Recorded information:
__________

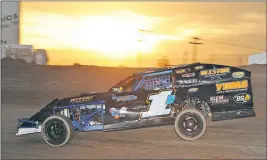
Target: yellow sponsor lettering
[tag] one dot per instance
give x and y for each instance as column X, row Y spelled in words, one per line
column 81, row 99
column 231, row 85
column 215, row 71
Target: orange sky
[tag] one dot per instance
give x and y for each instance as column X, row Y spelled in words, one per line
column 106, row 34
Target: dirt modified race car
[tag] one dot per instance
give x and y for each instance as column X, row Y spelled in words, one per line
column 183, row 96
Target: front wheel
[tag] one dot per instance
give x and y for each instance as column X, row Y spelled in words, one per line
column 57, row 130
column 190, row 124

__________

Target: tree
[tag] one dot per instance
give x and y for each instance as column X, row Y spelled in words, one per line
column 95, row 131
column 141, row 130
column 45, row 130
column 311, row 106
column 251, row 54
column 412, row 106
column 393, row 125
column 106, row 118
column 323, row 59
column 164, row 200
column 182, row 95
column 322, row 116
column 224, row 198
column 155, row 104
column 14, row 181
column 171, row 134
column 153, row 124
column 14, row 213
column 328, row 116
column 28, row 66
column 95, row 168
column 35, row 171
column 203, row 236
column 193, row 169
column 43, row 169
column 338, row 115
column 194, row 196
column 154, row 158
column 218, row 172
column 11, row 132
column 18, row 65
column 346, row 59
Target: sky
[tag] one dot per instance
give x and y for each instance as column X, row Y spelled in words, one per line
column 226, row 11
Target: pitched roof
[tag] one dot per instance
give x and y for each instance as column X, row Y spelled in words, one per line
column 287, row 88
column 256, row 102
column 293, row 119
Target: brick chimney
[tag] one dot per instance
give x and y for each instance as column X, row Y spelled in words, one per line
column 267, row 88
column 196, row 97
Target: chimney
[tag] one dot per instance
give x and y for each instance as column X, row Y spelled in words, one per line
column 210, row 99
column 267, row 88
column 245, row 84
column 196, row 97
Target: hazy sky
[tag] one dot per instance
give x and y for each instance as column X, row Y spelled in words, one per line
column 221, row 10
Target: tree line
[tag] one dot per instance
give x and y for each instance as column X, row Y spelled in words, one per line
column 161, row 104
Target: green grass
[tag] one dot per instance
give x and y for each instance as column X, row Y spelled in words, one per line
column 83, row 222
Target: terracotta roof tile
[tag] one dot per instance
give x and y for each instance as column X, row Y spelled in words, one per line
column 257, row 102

__________

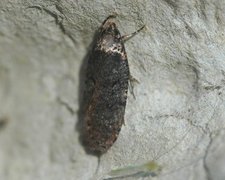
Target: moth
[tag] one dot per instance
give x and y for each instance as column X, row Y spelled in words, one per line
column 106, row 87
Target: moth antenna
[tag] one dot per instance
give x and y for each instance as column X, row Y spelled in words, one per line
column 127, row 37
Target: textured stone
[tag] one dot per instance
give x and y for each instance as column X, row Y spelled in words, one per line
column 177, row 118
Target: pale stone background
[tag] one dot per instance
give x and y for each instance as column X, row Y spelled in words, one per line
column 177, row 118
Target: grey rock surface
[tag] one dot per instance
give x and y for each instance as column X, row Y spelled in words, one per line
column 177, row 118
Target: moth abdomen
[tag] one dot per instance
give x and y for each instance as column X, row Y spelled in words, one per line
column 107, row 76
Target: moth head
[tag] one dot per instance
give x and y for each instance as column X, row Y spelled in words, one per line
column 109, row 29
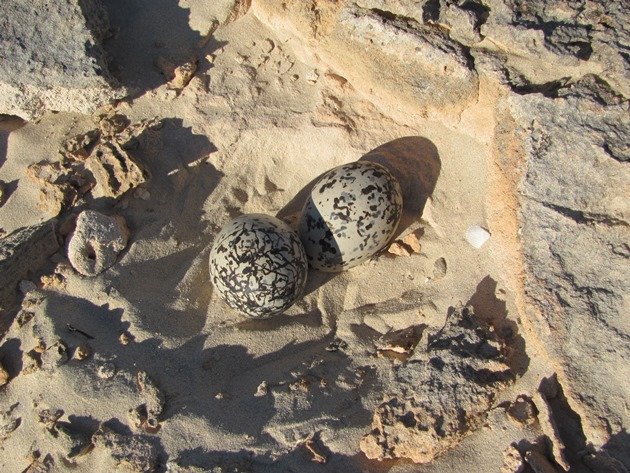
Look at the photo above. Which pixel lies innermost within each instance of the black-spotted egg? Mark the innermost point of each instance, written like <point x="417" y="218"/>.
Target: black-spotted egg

__________

Work required: Copy whichever lines in the listing above contain the word "roof".

Result:
Target: pitched roof
Target: terracotta roof tile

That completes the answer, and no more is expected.